**Short task**
Output the following lines exactly as they appear, beginning with the line containing "Reviewer note: every instance of the navy" and ending with the last line of the records, both included.

**Provided material**

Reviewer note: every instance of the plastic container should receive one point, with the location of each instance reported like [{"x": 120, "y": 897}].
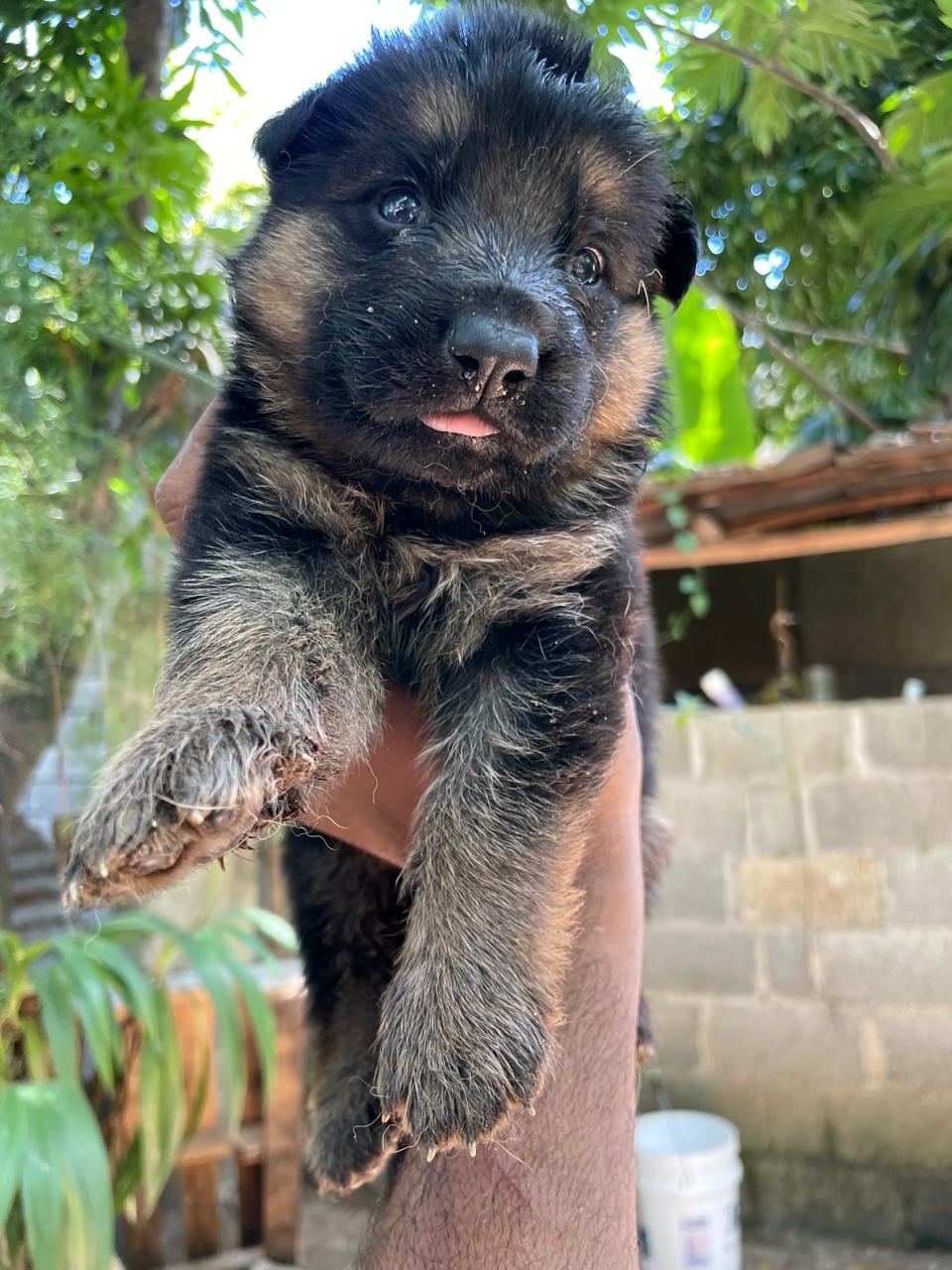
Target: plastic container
[{"x": 689, "y": 1176}]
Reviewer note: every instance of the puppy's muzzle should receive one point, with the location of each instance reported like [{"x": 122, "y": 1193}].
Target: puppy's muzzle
[{"x": 493, "y": 356}]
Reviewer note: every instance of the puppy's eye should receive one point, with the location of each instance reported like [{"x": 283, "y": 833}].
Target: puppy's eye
[
  {"x": 585, "y": 267},
  {"x": 400, "y": 207}
]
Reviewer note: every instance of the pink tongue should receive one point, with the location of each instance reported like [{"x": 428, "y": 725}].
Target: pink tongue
[{"x": 462, "y": 425}]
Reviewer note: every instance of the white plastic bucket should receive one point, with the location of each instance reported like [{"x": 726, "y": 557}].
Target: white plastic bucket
[{"x": 689, "y": 1175}]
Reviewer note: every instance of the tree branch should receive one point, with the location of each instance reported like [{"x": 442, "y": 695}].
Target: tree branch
[
  {"x": 842, "y": 336},
  {"x": 784, "y": 354},
  {"x": 861, "y": 123}
]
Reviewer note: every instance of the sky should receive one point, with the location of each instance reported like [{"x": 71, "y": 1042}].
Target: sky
[{"x": 296, "y": 45}]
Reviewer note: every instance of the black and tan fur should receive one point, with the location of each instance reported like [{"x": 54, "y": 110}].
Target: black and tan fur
[{"x": 338, "y": 545}]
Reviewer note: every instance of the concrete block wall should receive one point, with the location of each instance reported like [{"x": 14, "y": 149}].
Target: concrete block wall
[{"x": 798, "y": 960}]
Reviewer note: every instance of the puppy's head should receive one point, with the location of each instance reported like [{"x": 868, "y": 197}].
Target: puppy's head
[{"x": 453, "y": 280}]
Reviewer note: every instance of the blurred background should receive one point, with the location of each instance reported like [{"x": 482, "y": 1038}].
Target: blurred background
[{"x": 796, "y": 517}]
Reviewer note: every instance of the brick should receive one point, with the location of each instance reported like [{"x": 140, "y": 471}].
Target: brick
[
  {"x": 843, "y": 890},
  {"x": 919, "y": 888},
  {"x": 857, "y": 815},
  {"x": 774, "y": 825},
  {"x": 771, "y": 890},
  {"x": 819, "y": 739},
  {"x": 738, "y": 746},
  {"x": 675, "y": 1029},
  {"x": 690, "y": 888},
  {"x": 708, "y": 820},
  {"x": 675, "y": 748},
  {"x": 897, "y": 735},
  {"x": 787, "y": 959},
  {"x": 825, "y": 890},
  {"x": 916, "y": 1046},
  {"x": 714, "y": 959},
  {"x": 890, "y": 966},
  {"x": 792, "y": 1040}
]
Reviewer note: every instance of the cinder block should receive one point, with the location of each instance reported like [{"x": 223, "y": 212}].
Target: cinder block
[
  {"x": 774, "y": 826},
  {"x": 918, "y": 1047},
  {"x": 698, "y": 959},
  {"x": 692, "y": 889},
  {"x": 708, "y": 820},
  {"x": 820, "y": 890},
  {"x": 788, "y": 1040},
  {"x": 787, "y": 957},
  {"x": 858, "y": 815},
  {"x": 788, "y": 1193},
  {"x": 772, "y": 890},
  {"x": 774, "y": 1115},
  {"x": 843, "y": 890},
  {"x": 819, "y": 739},
  {"x": 739, "y": 746},
  {"x": 675, "y": 1029},
  {"x": 887, "y": 966},
  {"x": 919, "y": 888},
  {"x": 890, "y": 1127},
  {"x": 900, "y": 737}
]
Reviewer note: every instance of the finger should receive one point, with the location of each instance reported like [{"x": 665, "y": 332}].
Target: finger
[{"x": 176, "y": 492}]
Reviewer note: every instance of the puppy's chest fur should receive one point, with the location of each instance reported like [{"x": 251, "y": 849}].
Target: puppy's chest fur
[{"x": 438, "y": 602}]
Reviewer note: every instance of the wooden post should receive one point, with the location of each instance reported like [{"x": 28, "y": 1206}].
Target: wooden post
[{"x": 282, "y": 1129}]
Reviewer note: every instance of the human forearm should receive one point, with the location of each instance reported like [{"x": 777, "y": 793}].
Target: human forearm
[{"x": 558, "y": 1191}]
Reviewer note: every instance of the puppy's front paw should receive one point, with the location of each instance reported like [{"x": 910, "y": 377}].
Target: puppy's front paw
[
  {"x": 456, "y": 1057},
  {"x": 184, "y": 792}
]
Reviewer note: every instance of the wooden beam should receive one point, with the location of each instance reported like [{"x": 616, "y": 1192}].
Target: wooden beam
[{"x": 802, "y": 543}]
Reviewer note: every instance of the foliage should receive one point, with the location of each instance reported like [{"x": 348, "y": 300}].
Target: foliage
[
  {"x": 64, "y": 1011},
  {"x": 112, "y": 303},
  {"x": 815, "y": 140}
]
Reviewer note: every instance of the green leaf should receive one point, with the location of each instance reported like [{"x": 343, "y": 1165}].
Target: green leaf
[
  {"x": 13, "y": 1143},
  {"x": 204, "y": 957},
  {"x": 710, "y": 405},
  {"x": 272, "y": 926},
  {"x": 64, "y": 1187},
  {"x": 261, "y": 1016},
  {"x": 94, "y": 1008},
  {"x": 131, "y": 982},
  {"x": 767, "y": 109},
  {"x": 160, "y": 1110},
  {"x": 58, "y": 1020}
]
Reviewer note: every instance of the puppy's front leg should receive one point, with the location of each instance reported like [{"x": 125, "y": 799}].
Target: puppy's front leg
[
  {"x": 525, "y": 739},
  {"x": 270, "y": 686}
]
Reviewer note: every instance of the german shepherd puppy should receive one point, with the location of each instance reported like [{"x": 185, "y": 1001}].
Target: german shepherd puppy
[{"x": 445, "y": 381}]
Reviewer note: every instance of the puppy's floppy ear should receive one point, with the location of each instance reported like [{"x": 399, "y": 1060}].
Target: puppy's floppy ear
[
  {"x": 286, "y": 136},
  {"x": 676, "y": 257}
]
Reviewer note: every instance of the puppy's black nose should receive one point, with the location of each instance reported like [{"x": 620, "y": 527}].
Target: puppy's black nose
[{"x": 494, "y": 354}]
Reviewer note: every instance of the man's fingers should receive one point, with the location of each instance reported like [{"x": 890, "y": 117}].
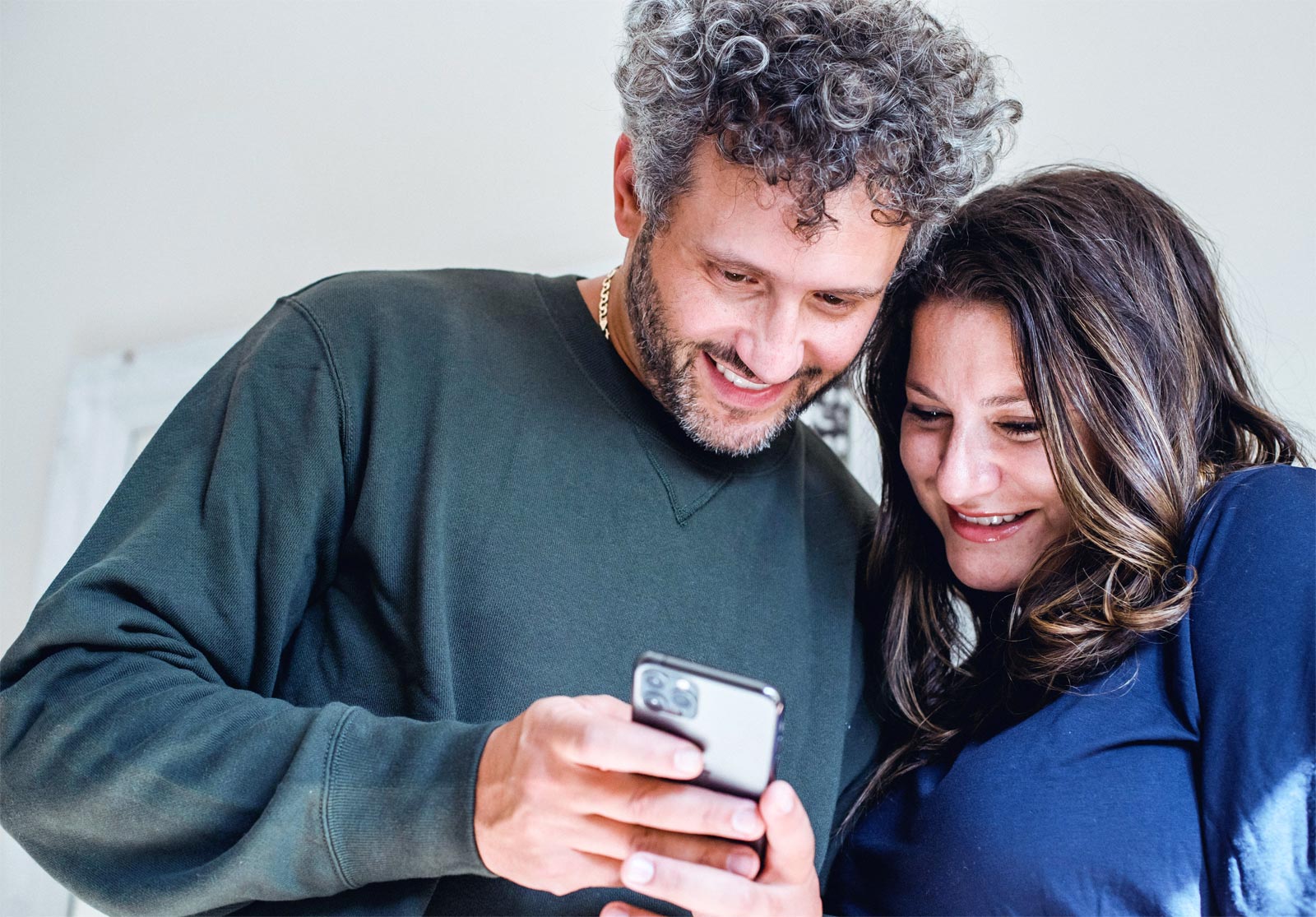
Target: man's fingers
[
  {"x": 623, "y": 910},
  {"x": 607, "y": 706},
  {"x": 699, "y": 888},
  {"x": 677, "y": 807},
  {"x": 616, "y": 841},
  {"x": 591, "y": 736},
  {"x": 574, "y": 870},
  {"x": 790, "y": 836}
]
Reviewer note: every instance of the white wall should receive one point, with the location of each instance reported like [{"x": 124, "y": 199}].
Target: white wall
[{"x": 169, "y": 169}]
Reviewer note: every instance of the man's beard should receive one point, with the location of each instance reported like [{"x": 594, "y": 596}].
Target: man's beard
[{"x": 669, "y": 364}]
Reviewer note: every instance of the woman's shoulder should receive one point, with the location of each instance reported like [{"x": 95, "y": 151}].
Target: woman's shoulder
[
  {"x": 1265, "y": 506},
  {"x": 1252, "y": 554}
]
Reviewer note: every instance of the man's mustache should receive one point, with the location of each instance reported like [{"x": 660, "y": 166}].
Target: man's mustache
[{"x": 730, "y": 358}]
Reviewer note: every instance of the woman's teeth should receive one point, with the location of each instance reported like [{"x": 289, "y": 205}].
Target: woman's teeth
[
  {"x": 739, "y": 381},
  {"x": 989, "y": 520}
]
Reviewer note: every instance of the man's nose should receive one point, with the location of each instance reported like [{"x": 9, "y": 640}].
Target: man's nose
[
  {"x": 773, "y": 346},
  {"x": 969, "y": 469}
]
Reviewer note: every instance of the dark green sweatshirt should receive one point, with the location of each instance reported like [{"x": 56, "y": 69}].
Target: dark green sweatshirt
[{"x": 401, "y": 509}]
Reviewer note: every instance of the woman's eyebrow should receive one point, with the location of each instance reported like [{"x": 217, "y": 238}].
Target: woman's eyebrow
[{"x": 993, "y": 401}]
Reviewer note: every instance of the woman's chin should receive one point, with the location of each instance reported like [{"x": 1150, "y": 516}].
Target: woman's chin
[{"x": 991, "y": 579}]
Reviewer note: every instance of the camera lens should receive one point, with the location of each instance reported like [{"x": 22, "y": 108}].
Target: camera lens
[{"x": 683, "y": 702}]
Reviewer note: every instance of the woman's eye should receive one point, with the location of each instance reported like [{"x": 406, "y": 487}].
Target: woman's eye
[
  {"x": 1022, "y": 429},
  {"x": 925, "y": 416}
]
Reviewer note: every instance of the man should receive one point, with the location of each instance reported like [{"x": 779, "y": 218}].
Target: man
[{"x": 350, "y": 636}]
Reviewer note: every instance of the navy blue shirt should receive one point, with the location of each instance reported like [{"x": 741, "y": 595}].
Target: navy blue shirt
[{"x": 1181, "y": 783}]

**Result of this exercise**
Reviewer note: every instance of the navy blue shirt should receive one point, with the location of each instance reported like [{"x": 741, "y": 595}].
Target: navy blue shirt
[{"x": 1181, "y": 783}]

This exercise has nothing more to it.